#### INFORMATION PROVIDED
▶

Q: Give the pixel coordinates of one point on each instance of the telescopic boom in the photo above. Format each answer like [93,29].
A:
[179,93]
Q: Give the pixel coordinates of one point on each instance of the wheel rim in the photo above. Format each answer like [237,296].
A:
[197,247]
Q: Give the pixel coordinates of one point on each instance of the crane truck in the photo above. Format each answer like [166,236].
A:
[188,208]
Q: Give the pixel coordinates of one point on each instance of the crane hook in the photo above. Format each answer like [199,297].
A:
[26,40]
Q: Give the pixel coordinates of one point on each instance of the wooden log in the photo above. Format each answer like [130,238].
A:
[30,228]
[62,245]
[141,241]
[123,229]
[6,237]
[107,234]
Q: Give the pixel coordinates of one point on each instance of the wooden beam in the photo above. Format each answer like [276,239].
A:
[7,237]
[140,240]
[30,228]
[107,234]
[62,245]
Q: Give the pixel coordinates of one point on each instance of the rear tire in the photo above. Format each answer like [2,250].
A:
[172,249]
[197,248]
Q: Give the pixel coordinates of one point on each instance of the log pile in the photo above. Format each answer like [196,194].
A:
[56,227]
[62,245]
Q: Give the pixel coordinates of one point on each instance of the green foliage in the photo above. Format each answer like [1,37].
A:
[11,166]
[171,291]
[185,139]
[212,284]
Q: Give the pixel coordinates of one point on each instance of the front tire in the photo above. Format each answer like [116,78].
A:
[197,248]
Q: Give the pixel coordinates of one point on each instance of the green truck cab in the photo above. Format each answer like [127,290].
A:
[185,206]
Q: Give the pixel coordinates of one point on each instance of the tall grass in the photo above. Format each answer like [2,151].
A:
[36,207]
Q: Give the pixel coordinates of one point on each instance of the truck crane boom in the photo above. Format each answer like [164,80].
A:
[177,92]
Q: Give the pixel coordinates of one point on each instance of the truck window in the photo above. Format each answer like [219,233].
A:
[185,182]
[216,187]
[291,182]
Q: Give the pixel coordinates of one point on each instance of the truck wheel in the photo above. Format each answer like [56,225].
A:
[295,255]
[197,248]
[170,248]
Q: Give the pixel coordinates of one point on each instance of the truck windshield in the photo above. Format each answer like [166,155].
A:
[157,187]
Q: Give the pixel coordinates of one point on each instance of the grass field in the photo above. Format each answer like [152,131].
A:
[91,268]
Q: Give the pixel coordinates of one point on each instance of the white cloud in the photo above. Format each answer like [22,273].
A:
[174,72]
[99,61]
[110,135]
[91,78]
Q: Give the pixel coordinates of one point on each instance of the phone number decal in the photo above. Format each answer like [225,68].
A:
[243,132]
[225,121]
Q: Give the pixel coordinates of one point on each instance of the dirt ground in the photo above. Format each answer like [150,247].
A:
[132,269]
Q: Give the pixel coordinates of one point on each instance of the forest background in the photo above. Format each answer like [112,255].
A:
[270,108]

◀
▶

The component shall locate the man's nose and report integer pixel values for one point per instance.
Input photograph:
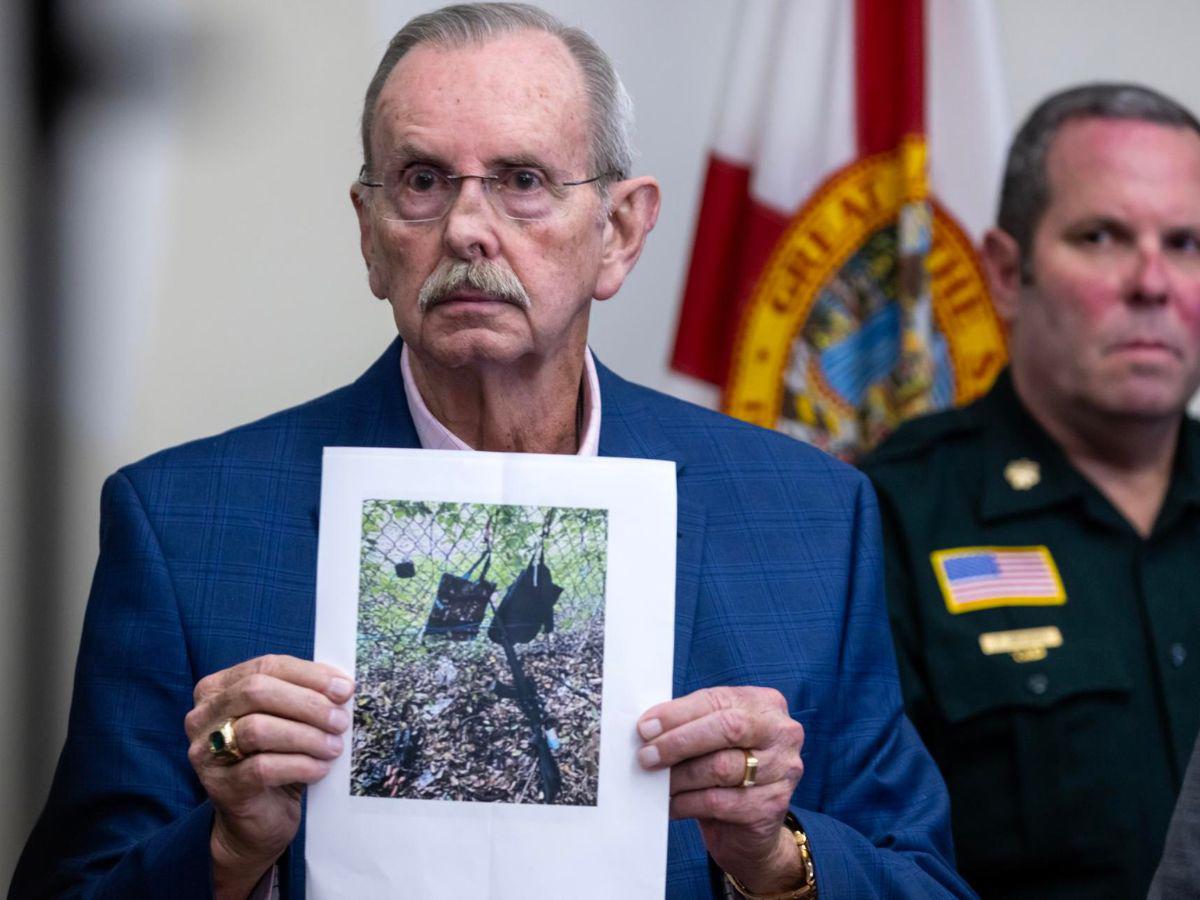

◀

#### REQUIREMENT
Check each line of the listing above for the string "wooden". Report only how many have it.

#### RESPONSE
2